▶ **TAREA ASIGNADA A**
Reproduce sin cambios el fragmento de la lectura que va desde "Me sorprende ver" hasta "los más jóvenes…).".
▶ **TAREA ASIGNADA B**
Según la lectura, ¿por qué los grandes teólogos del Estado español siguen ahora donde estaban entonces? Responde en una a tres oraciones.

▶ **LECTURA**
/---
Hoy nos confrontamos con el reto económico, político, filosófico y político más grave jamás imaginado: el reto transhumanista. Por primera vez en la historia, el ser humano se plantea la posibilidad –cargada de enormes oportunidades y de terribles amenazas– de crear un ser (¿humano?), un organismo viviente genéticamente alterado, un ciborg (organismo con implantes cibernéticos supercomplejos) o un robot superinteligente, capaz de decidir. Podrá ser un ángel protector o un monstruo exterminador. Podrá ser más espiritual que el Homo Sapiens (y más que Jesús, por lo tanto) o infinitamente más peligroso y perverso. Y en el mundo podrá haber mucha más armonía, fraternidad y bienestar compartido, o las diferencias y las crueldades podrán aumentar sin medida. Y está en nuestras manos (en buena parte) el que suceda lo primero o lo segundo. El ser humano se enfrenta hoy a la opción más radical de toda su historia. Y su mera hipótesis nos obliga a revisar todos los esquemas teológicos todavía vigentes.
Me sorprende ver que los teólogos apenas se toman en serio todas estas nuevas perspectivas. Grandes teólogos del Estado español que, siendo yo profesor principiante y no tan principiante, abrían nuevos horizontes y a los que tanto debo siguen ahora donde estaban entonces, siendo así que todo ha cambiado tanto. Lo atribuyo a que no están atentos a las ciencias ni se han adentrado seriamente en el mundo de las grandes tradiciones sapienciales del Oriente. Hicieron una revolución, pero se estancaron en ella. Es una pena, pues lo que ha venido luego y seguirá viniendo (no sabemos hasta cuándo) de los actuales seminarios será todavía mucho peor. Por eso me parecen tanto más meritorios quienes han seguido caminando hacia los nuevos horizontes (Xabier Pikaza, José María Vigil y Juan José Tamayo, y Javier Melloni entre los más jóvenes…).
Una conclusión abierta
Sigo caminando, consciente de estar cada vez más cerca de esa fase de la vida en que “Otro te ceñirá y te conducirá adonde no quieras ir”. Allí quisiera justamente querer ir; quisiera ir libremente adonde no quiero. ¿No es eso lo que la vida nos enseña en todo su transcurso? Cuando miro para atrás y considero los pequeños azares de mi vida y de mi humilde camino teológico”, es la sensación que me queda y va tomando cuerpo: Otro/a me llevaba desde el fondo de mí y de todo, a pesar de mí y de todo. Otro/a que es mi Mismidad más honda, el Misterio y el Ser más profundo de todo ser. La Presencia buena, la Compañía fiel en quien “vivimos, nos movemos y existimos”, que nosotros mismos debemos encarnar y ser hasta que Dios sea todo en todas las cosas.
\---
▶ **LÍNEAS EXTRAÍDAS**
/---
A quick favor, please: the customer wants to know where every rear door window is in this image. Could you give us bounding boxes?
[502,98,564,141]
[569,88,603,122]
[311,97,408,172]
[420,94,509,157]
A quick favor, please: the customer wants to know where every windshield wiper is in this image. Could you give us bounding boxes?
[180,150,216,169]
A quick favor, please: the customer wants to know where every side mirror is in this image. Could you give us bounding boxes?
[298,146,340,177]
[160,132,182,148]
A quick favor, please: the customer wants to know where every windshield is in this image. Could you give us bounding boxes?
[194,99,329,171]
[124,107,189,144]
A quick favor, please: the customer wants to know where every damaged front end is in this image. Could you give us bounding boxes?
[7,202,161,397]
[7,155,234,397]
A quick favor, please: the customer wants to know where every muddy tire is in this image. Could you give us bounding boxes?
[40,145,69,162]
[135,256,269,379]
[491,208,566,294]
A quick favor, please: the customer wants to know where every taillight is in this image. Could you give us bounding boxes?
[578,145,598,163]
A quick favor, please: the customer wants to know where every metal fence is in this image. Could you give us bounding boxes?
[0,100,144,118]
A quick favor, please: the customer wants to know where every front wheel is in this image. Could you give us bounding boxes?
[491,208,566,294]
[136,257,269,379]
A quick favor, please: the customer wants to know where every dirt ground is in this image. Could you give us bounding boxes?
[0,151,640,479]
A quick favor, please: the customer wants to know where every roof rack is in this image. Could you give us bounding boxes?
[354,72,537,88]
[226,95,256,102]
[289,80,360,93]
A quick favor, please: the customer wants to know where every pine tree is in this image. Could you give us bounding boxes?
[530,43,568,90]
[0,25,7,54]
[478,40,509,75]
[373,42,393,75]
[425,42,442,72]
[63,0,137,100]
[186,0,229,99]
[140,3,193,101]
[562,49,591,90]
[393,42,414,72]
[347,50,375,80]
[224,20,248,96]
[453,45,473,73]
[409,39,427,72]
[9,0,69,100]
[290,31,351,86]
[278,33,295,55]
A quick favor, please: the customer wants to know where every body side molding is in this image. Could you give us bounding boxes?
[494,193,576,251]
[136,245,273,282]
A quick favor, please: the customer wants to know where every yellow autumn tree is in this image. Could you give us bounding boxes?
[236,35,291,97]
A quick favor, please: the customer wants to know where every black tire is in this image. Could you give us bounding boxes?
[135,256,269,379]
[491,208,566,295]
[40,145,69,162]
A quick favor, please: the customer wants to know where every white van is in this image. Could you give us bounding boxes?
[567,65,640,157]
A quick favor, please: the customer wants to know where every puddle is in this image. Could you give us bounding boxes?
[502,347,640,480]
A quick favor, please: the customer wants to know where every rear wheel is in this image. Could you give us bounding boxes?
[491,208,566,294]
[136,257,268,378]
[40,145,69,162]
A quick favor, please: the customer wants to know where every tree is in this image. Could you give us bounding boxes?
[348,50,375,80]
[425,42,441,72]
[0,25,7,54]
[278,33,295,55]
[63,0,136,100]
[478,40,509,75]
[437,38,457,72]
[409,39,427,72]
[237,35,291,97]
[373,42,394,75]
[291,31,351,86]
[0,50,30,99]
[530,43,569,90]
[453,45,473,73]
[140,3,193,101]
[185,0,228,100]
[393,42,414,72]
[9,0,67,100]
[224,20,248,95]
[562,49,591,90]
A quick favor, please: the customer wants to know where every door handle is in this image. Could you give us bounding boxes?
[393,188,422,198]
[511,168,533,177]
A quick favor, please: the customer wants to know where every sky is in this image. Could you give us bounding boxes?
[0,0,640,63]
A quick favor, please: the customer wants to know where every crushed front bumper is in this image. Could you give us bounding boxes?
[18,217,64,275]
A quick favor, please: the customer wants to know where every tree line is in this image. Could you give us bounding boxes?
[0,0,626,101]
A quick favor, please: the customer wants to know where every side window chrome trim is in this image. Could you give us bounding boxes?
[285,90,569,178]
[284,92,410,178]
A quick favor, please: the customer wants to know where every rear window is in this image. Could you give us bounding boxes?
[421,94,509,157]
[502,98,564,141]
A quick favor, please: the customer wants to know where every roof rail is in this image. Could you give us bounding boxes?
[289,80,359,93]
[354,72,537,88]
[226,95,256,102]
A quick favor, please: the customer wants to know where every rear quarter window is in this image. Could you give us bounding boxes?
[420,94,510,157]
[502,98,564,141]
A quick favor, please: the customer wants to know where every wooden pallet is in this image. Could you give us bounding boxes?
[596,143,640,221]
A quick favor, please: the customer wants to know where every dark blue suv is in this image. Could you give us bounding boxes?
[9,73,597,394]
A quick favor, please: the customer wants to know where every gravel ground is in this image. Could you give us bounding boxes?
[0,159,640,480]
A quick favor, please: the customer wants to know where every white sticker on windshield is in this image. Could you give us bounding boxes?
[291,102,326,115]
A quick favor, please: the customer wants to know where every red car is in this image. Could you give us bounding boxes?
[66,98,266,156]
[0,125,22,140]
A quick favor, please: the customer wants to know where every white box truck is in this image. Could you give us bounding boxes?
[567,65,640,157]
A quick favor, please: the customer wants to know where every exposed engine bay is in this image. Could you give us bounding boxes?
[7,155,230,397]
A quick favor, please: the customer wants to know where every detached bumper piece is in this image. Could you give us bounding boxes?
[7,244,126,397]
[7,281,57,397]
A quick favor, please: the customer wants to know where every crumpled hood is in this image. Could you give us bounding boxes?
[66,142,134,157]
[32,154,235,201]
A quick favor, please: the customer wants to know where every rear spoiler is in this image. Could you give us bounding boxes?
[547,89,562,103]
\---
/---
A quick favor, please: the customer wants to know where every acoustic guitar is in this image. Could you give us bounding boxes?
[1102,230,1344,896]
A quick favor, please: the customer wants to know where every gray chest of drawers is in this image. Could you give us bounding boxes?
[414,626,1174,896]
\---
/---
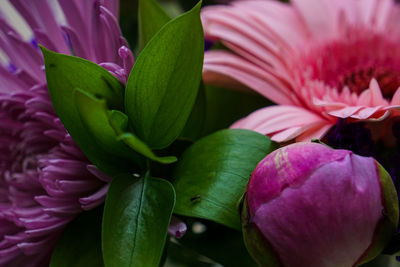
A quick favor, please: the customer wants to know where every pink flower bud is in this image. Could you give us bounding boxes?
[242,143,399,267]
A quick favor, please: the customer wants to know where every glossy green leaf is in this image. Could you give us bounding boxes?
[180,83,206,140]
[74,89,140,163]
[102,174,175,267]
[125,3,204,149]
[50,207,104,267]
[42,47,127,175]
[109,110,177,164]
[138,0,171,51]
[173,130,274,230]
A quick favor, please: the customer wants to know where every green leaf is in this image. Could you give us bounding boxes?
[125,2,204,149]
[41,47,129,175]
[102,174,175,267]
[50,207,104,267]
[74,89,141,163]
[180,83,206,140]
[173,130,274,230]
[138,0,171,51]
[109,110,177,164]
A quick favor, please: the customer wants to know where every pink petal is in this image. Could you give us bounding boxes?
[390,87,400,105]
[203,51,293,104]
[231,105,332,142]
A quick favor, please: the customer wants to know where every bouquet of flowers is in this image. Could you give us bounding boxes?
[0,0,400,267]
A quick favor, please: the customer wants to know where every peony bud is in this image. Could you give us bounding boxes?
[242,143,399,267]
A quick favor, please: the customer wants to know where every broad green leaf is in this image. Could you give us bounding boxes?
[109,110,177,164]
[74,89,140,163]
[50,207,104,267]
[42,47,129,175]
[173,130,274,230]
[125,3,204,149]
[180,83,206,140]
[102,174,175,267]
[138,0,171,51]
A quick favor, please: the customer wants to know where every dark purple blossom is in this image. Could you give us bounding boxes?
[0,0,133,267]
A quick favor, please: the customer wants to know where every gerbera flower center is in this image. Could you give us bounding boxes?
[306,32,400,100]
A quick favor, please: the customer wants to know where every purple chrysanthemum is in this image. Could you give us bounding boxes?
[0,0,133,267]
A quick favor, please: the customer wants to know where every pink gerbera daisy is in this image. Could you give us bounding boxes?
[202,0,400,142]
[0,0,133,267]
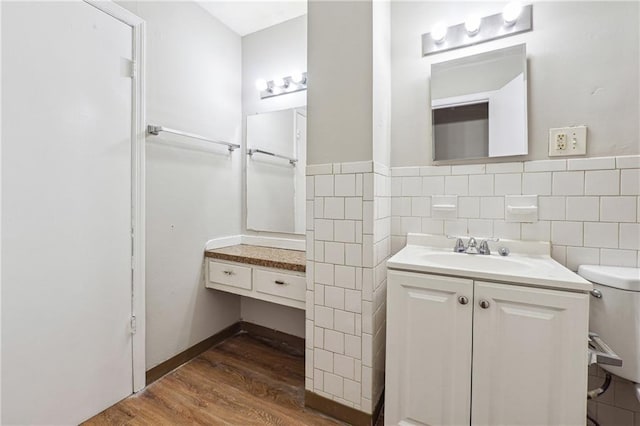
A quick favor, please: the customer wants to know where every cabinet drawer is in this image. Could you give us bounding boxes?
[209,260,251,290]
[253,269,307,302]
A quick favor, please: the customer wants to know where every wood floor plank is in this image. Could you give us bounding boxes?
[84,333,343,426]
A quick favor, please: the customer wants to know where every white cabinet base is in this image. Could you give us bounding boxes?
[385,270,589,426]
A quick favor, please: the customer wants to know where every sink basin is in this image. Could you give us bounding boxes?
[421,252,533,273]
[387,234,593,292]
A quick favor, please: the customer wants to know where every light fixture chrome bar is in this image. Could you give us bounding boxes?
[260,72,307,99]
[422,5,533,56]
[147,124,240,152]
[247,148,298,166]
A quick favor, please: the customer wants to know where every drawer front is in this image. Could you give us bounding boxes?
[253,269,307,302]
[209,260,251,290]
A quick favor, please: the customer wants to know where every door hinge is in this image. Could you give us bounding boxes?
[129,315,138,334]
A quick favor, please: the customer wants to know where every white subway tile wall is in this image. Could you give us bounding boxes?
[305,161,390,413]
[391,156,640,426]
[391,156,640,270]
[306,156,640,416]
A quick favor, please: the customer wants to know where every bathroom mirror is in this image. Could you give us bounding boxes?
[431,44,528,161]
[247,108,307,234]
\---
▶ **RESPUESTA ESPERADA A**
Me sorprende ver que los teólogos apenas se toman en serio todas estas nuevas perspectivas. Grandes teólogos del Estado español que, siendo yo profesor principiante y no tan principiante, abrían nuevos horizontes y a los que tanto debo siguen ahora donde estaban entonces, siendo así que todo ha cambiado tanto. Lo atribuyo a que no están atentos a las ciencias ni se han adentrado seriamente en el mundo de las grandes tradiciones sapienciales del Oriente. Hicieron una revolución, pero se estancaron en ella. Es una pena, pues lo que ha venido luego y seguirá viniendo (no sabemos hasta cuándo) de los actuales seminarios será todavía mucho peor. Por eso me parecen tanto más meritorios quienes han seguido caminando hacia los nuevos horizontes (Xabier Pikaza, José María Vigil y Juan José Tamayo, y Javier Melloni entre los más jóvenes…).

▶ **RESPUESTA ESPERADA B**
La lectura lo atribuye a que esos teólogos no están atentos a las ciencias ni se han adentrado seriamente en el mundo de las grandes tradiciones sapienciales del Oriente. Hicieron una revolución, pero se estancaron en ella.